Kubernetes ContainerGC分析

为了回收系统上的资源kubelet有ImageGC和ContainerGC等功能对image和container进行回收，下面就根据kubelet代码对ContainerGC部分进行分析。
相关的参数主要有:

• minimum-container-ttl-duration
• maximum-dead-containers-per-container
• minimum-container-ttl-duration

相对应的代码是:

//pkg/kubelet/container_gc.go

type ContainerGCPolicy struct {
    // 已经死掉的容器在机器上存留的时间
    MinAge time.Duration

    // 每个pod可以保留的死掉的容器
    MaxPerPodContainer int

    // 机器上最大的可以保留的死亡容器数量
    MaxContainers int
}
...
func NewContainerGC(runtime Runtime, policy ContainerGCPolicy, sourcesReadyProvider SourcesReadyProvider) (ContainerGC, error) {
    if policy.MinAge < 0 {
        return nil, fmt.Errorf("invalid minimum garbage collection age: %v", policy.MinAge)

# 任务要求
根据上面的 ContainerGC 分析回答：
1. kubelet 用哪两个功能回收 image 和 container？
2. 按注释，MaxContainers 字段表示什么？
3. NewContainerGC 在什么条件下返回错误？

# 所给记录
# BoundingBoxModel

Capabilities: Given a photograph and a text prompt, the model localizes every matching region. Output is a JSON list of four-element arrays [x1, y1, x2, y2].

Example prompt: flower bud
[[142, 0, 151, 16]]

...

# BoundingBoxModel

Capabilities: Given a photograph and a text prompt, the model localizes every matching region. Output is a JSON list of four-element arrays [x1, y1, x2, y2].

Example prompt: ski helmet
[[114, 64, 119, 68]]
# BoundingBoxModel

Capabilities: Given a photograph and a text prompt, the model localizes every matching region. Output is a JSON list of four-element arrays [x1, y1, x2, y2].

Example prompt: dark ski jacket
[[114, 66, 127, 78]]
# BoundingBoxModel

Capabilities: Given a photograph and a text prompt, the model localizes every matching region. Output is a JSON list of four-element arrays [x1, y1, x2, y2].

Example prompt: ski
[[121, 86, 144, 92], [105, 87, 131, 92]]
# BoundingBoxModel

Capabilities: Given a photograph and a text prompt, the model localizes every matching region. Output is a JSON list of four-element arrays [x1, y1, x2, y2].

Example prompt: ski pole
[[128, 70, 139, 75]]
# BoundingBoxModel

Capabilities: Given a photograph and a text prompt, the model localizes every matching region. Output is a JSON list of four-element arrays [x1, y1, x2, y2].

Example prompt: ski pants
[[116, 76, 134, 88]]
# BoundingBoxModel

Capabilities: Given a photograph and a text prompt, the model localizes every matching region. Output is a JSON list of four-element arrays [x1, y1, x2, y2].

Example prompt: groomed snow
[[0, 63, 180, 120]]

--

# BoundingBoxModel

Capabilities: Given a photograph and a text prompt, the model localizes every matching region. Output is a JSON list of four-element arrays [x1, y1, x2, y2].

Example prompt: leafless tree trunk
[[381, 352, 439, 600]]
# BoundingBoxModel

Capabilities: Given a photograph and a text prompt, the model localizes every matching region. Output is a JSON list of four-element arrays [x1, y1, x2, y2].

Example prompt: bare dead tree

# 参考答案
1. ImageGC 和 ContainerGC。
2. 机器上最大的可以保留的死亡容器数量。
3. policy.MinAge 小于 0 时。